*Given instruction*.
Rewrite the part of the data that opens with the line containing "Q: For every instance of the green sign" and runs through the end of the data, keeping every line and nothing else. Multiply each point coordinate given as an answer by 0.3 and round to the nearest whole number, halves up, leaving all other numbers unchanged.

*Supplied entries*.
==================================================
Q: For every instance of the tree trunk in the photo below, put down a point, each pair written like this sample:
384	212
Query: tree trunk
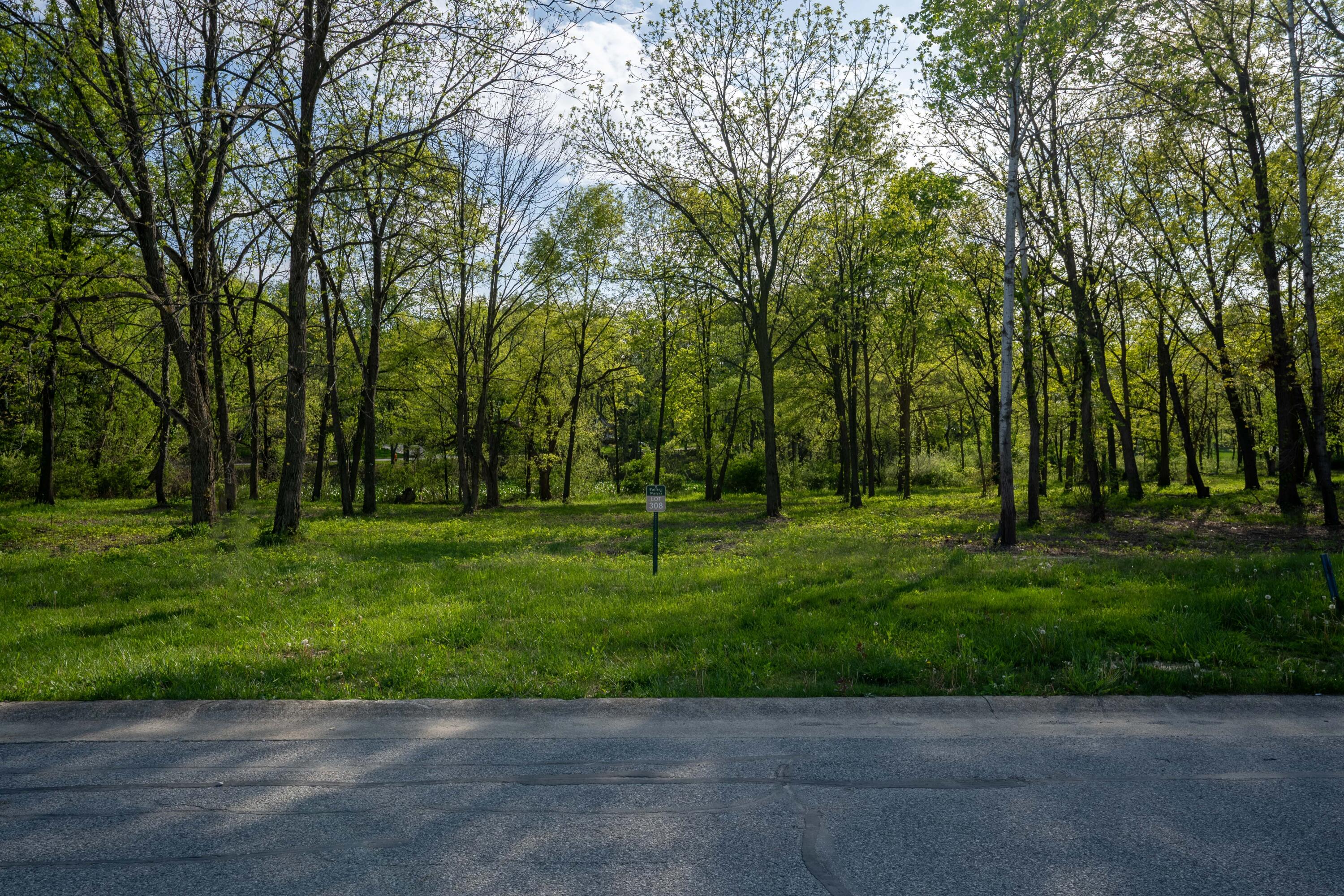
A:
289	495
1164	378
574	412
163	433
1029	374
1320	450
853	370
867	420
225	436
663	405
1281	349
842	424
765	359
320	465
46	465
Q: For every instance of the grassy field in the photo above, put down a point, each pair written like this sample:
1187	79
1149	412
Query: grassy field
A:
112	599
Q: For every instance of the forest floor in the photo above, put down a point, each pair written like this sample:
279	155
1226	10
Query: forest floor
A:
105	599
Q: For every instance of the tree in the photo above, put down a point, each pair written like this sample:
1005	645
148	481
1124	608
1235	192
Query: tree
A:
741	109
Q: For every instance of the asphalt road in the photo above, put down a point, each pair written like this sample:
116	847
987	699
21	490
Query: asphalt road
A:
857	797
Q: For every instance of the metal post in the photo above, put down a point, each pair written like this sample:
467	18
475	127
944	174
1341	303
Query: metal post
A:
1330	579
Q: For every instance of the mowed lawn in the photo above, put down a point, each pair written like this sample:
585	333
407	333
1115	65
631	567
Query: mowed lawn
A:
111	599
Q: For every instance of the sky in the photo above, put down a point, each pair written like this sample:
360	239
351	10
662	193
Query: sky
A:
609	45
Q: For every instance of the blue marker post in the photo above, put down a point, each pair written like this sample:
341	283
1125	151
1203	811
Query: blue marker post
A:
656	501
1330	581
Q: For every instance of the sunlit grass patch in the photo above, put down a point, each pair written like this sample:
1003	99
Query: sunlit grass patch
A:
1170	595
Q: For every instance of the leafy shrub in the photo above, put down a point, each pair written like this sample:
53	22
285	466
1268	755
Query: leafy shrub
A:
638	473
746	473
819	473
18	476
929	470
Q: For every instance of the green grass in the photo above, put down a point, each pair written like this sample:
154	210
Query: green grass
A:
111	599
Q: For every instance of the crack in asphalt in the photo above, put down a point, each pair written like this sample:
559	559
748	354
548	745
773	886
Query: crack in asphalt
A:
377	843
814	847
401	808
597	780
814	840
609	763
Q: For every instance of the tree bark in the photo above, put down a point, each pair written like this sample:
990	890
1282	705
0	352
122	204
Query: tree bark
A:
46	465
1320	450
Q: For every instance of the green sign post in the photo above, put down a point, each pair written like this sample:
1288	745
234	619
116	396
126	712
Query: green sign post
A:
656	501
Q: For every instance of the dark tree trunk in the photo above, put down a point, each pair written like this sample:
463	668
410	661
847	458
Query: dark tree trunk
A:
==================================================
*Response for this exercise*.
Q: For every instance of the green sign post in the photo above, put down a point, each pair written like this sample:
1288	745
234	619
116	396
126	712
Query: green sign post
A:
197	150
Q: For every instance of the dark tree trunk in the photo above, put down a point, each pair written like this sample:
463	668
410	661
847	458
Query: dark tree trunk
A:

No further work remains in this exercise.